--- GIVEN TEXT ---

Large South Korean companies’ ability to service their debts worsened sharply in the first nine months of this year due to plunging profits, a corporate tracker said Nov. 27.
The interest coverage ratio for 241 out of the country’s top 500 firms averaged 5.08 as of end-September, compared with 10.01 a year ago, according to CEO Score, which tracks financial details of conglomerates.
The ratio is obtained by dividing a company’s operating profit by its interest expenses. A reading below 1 means the firm’s operating profit cannot cover its interest expenses.
Those with an interest coverage ratio of less than 1 for three consecutive years are often referred to as marginal or zombie firms.
Tumbling operating profit was attributed to the worsened figure. Their combined operating profit nose-dived 40.5 percent on-year to 76.4 trillion won ($65 billion) for the first three quarters of this year.
In contrast, their total interest expenses increased 17.3 percent on-year to slightly over 15 trillion won.

--- SUPPLIED RECORDS ---

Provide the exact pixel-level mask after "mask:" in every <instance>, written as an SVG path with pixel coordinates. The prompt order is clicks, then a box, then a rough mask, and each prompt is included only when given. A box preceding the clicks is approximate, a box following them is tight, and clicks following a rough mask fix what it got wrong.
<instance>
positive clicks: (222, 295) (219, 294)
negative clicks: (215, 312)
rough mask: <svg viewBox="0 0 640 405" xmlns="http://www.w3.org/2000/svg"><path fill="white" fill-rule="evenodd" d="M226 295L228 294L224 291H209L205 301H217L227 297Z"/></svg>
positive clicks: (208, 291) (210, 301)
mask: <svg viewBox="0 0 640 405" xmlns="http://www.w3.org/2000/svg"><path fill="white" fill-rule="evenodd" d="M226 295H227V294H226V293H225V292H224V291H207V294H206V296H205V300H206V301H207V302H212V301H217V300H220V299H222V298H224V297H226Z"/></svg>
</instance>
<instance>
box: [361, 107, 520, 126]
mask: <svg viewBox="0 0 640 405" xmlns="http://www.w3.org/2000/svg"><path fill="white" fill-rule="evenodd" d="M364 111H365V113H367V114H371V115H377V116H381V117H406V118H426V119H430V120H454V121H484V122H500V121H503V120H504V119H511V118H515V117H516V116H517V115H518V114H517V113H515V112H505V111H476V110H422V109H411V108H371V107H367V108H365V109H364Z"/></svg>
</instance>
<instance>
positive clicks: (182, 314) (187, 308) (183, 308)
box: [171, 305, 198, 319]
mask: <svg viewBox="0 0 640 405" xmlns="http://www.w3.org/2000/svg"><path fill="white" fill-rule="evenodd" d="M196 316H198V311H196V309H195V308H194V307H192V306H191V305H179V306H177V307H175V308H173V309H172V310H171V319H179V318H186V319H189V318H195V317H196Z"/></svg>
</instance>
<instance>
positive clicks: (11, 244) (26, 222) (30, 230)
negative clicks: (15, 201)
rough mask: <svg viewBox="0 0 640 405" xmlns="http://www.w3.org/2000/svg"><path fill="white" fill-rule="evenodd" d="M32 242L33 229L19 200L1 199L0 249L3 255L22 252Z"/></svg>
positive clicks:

---

**PARTS OF THE EXERCISE**
[1] According to the article on South Korean corporate debt, what interest coverage ratio reading means a firm's operating profit cannot cover its interest expenses?
[2] Please carry on the article on South Korean corporate debt from its last sentence.

**ANSWERS TO EACH TASK**
[1] A reading below 1.

[2]
LG Display, Asiana Airlines, Samsung Heavy Industries, Hyundai Merchant Marine and 30 other firms had an interest coverage ratio of less than 1 as of the end of September, four more than a year earlier.
Thirteen companies, including Korean Air and Asiana Airlines, saw their interest coverage ratio fall below the benchmark 1 this year.
A total of 12 companies, including Hanjin Heavy Industries & Construction, Kumho Tire and Hyundai Merchant Marine, were zombies.
Information technology, electrical and electronics firms had the best average ratio of 18.66. Comparable figures were 11.9 for the pharmaceuticals industry and 10.32 for the household goods sector.